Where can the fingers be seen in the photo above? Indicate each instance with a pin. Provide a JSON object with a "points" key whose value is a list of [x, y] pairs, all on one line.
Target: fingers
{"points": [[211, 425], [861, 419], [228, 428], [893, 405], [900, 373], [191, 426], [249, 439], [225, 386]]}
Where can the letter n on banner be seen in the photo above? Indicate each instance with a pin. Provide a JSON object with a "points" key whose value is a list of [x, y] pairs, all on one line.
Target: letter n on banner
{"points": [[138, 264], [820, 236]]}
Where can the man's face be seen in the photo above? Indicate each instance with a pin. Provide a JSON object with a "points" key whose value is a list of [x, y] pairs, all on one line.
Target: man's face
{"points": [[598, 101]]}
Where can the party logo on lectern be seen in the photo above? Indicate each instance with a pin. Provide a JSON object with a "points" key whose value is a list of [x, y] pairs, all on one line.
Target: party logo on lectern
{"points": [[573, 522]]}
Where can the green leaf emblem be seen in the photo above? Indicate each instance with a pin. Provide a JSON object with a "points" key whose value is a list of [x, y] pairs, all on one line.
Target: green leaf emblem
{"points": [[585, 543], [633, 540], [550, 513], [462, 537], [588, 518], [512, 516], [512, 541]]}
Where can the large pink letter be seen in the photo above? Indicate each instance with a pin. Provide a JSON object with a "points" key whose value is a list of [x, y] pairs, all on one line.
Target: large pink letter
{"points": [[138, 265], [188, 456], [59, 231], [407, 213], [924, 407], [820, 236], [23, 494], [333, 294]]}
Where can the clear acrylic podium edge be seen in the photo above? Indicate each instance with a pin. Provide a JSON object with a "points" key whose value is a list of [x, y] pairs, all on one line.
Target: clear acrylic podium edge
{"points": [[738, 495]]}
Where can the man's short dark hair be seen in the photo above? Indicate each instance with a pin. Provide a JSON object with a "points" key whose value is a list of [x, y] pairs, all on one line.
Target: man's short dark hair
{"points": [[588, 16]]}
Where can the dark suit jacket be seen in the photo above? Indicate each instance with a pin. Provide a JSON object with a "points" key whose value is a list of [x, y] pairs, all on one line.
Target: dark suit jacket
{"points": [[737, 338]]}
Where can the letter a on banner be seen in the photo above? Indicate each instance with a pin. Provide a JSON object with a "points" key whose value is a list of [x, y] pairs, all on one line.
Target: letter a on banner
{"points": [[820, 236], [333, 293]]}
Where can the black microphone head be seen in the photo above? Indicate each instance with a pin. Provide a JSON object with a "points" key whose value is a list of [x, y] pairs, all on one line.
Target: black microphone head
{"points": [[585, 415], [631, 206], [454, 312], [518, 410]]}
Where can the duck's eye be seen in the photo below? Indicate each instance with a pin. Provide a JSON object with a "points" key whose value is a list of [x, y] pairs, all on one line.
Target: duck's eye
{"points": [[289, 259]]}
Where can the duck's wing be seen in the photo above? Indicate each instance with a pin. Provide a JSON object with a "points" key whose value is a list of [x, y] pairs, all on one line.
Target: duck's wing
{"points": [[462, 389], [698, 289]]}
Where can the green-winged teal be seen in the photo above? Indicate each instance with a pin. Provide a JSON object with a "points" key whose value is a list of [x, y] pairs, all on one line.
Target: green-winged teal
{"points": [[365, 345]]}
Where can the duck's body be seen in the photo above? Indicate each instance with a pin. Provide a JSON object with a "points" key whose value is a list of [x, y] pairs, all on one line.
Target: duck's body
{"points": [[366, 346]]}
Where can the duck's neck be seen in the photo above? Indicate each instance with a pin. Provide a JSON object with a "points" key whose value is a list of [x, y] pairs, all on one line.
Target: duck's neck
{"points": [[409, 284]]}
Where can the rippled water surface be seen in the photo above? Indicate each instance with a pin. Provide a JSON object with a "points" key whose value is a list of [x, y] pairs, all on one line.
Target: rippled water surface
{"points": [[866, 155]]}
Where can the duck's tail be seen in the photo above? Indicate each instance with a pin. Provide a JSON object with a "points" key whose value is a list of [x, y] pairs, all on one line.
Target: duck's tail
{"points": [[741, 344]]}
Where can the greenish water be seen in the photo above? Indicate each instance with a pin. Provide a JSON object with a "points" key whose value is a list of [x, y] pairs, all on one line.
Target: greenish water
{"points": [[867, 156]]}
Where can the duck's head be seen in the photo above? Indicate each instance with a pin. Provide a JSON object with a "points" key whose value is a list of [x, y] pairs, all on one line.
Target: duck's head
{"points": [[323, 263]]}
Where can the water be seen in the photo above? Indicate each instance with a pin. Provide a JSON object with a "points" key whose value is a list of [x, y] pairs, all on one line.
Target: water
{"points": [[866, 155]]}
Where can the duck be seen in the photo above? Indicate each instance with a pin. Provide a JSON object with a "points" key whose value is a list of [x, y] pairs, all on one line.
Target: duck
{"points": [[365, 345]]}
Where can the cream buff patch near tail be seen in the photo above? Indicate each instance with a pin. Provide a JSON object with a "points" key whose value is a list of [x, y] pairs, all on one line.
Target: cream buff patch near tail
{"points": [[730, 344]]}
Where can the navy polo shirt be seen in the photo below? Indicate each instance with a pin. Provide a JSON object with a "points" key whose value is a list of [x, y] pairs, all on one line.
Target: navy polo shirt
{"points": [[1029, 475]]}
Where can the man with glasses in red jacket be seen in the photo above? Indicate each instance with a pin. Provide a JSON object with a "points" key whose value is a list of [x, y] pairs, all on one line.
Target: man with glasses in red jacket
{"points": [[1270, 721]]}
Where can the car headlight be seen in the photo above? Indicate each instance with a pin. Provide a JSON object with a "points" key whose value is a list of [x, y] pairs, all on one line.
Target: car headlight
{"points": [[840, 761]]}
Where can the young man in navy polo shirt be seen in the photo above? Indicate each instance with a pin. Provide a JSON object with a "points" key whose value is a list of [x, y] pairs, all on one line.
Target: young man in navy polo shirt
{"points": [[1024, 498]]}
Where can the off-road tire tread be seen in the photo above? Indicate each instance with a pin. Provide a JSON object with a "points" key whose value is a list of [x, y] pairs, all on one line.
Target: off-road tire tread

==================================================

» EXERCISE BRIEF
Collect the lines of the records that include the string "below".

» WRITTEN SOLUTION
Where can the duck's eye be seen in the photo below? Indicate each instance with a pin. Provide a JSON object with a "points" key whose value is a list of [x, y] pairs, all on one line.
Where can the navy polo shirt be seen in the photo below? Indicate each instance with a pin. Provide a JSON object with a "points" key whose value is a list of [x, y] pairs, all on one line.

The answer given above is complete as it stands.